## GIVEN REQUEST
Make an exact copy of the entries below.

━━━ RECORDS FOR THE EXERCISE

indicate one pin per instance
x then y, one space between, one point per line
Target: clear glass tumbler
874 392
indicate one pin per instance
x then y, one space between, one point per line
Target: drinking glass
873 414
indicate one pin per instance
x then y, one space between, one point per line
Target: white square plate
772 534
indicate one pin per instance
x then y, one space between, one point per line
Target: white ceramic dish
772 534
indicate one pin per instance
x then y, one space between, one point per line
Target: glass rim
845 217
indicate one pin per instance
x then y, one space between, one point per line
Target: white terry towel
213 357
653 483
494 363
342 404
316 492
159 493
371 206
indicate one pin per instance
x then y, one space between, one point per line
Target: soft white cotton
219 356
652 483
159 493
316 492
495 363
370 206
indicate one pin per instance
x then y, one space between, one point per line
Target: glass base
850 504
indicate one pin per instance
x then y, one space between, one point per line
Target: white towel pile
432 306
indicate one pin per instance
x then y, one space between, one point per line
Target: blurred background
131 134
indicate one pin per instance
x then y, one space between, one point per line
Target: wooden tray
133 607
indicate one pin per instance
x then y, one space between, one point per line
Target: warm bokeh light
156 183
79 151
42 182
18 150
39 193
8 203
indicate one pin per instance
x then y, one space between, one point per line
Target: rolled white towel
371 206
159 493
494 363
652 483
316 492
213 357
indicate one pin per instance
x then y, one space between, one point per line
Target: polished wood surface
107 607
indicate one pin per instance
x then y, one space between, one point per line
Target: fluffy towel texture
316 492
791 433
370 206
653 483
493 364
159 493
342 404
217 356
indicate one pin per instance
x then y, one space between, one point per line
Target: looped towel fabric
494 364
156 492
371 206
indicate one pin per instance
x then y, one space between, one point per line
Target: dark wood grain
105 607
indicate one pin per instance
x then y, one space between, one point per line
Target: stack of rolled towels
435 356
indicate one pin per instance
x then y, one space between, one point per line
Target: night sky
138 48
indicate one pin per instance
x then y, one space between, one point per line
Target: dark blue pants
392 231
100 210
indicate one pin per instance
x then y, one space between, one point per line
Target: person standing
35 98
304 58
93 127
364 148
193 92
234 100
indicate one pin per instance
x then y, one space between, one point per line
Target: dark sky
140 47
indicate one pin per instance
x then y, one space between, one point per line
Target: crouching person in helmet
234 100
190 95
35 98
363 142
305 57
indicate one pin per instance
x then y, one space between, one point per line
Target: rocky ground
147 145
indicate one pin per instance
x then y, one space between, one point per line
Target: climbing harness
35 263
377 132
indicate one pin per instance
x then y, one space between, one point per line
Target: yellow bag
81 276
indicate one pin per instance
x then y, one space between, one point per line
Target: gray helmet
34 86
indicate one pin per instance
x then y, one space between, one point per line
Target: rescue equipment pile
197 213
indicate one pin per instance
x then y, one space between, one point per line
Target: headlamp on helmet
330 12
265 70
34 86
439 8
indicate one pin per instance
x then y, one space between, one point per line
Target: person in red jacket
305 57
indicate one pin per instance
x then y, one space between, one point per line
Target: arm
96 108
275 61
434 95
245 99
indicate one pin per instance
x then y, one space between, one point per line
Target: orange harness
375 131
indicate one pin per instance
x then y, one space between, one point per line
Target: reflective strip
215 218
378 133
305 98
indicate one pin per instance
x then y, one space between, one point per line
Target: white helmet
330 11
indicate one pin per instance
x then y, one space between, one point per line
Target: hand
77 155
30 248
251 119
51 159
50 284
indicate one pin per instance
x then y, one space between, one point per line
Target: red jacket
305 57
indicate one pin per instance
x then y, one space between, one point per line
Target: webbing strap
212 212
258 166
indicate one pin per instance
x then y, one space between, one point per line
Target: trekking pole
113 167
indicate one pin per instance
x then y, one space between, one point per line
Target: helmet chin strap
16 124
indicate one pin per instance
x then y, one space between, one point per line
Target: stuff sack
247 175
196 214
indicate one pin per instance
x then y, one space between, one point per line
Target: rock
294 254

━━━━━━

## PROBLEM SOLUTION
indicate one pin per instance
x then y, one space between, one point per line
Target: clear glass tumbler
874 392
indicate one pin per instance
x then y, one space between, one point per line
Target: drinking glass
873 414
indicate one pin per instance
x then y, one space between, one point per line
Target: white square plate
772 534
indicate one pin per instance
x then y, one space between, one point per line
Target: white ceramic dish
772 534
indicate one pin per instance
x then y, one space between, one point per line
Target: glass rim
845 217
indicate one pin per instance
x then y, one space between, one point per line
Target: white terry towel
213 357
653 483
494 363
342 404
316 492
159 493
371 206
indicate one pin per instance
x then y, one space between, one point per line
Target: soft white cotton
219 356
652 483
159 493
316 492
495 363
370 206
indicate one pin per instance
x then y, one space between, one point per line
Target: glass base
850 504
indicate one pin per instance
x then y, one space between, one point per line
Target: white towel pile
432 306
indicate one pin per instance
x then y, one space between, one point per line
Target: blurred background
131 134
indicate one pin per instance
x then y, one space between, one point per line
Target: wooden tray
133 607
indicate one pin per instance
x then y, one space between, one point per line
Target: warm bokeh light
156 183
79 151
42 182
18 150
39 193
8 203
indicate one pin per instance
x then y, one space between, one point per line
Target: rolled white towel
371 206
159 493
494 363
652 483
316 492
213 357
indicate one pin per instance
x then y, one space between, one point per line
Target: polished wood surface
107 607
indicate one pin per instance
x then y, one space between, one point per line
Target: fluffy towel texture
316 492
791 433
370 206
653 483
493 364
159 493
342 404
217 356
indicate one pin per instance
x then y, one space between, one point per line
Target: looped towel fabric
494 364
156 492
371 206
indicate one pin per instance
x then y, one space between, one point per line
Target: dark wood grain
105 607
indicate one pin per instance
x then y, one space between, one point per line
Target: stack of rolled towels
435 356
indicate one pin per instance
x then y, one space between, one point per line
Target: night sky
138 48
indicate one pin per instance
x then y, one space between, one point per line
Target: dark blue pants
392 231
100 210
indicate one pin per instance
x then y, one space between, one point per line
Target: person standing
35 98
304 58
93 127
364 148
193 92
234 100
indicate one pin per instance
x then y, one space between, one point per line
Target: dark sky
140 47
indicate one pin per instance
x then y, one space between, one point per line
Target: crouching person in helmet
234 100
190 95
35 98
363 142
305 57
indicate one pin per instance
x then y, one space between, one point per line
Target: rocky ground
147 145
indicate one pin per instance
x then y, one space between, one point per line
Target: climbing harness
35 263
377 132
indicate one pin per instance
x then y, one space between, one point per line
Target: yellow bag
81 276
indicate one pin per instance
x then y, one space between, one point per line
Target: gray helmet
34 86
indicate one pin per instance
x then y, one space between, one point per line
Target: rescue equipment pile
197 213
indicate one pin per instance
x then y, one space between, one point per line
Target: headlamp on helmet
330 12
265 70
34 86
439 8
indicate one pin per instance
x then y, one space between, one point per line
Target: person in red jacket
305 57
indicate one pin per instance
x then y, one space between, one point per line
Target: arm
96 108
275 61
434 95
245 99
indicate one pin per instance
x then y, one space between, one point per line
Target: orange harness
375 131
indicate one pin per instance
x then y, one space between, one point per line
Target: reflective strip
215 218
378 133
305 98
indicate one pin per instance
x then y, one space between, one point per line
Target: white helmet
330 11
indicate one pin per instance
x then y, one space between, one point per line
Target: hand
77 155
30 248
251 119
51 159
50 284
indicate one pin per instance
x then y, one space between, one point per line
Target: red jacket
305 57
indicate one pin per instance
x then y, one space between, one point per line
Target: webbing strap
212 212
258 166
indicate one pin per instance
x then y, one space between, one point per line
Target: trekking pole
113 167
indicate one pin per instance
x then y, one space between, one point per line
Target: helmet chin strap
16 124
indicate one pin per instance
x then y, one space between, one point per line
Target: stuff sack
247 175
196 214
indicate one pin per instance
x then y, one space between, one point per line
Target: rock
294 254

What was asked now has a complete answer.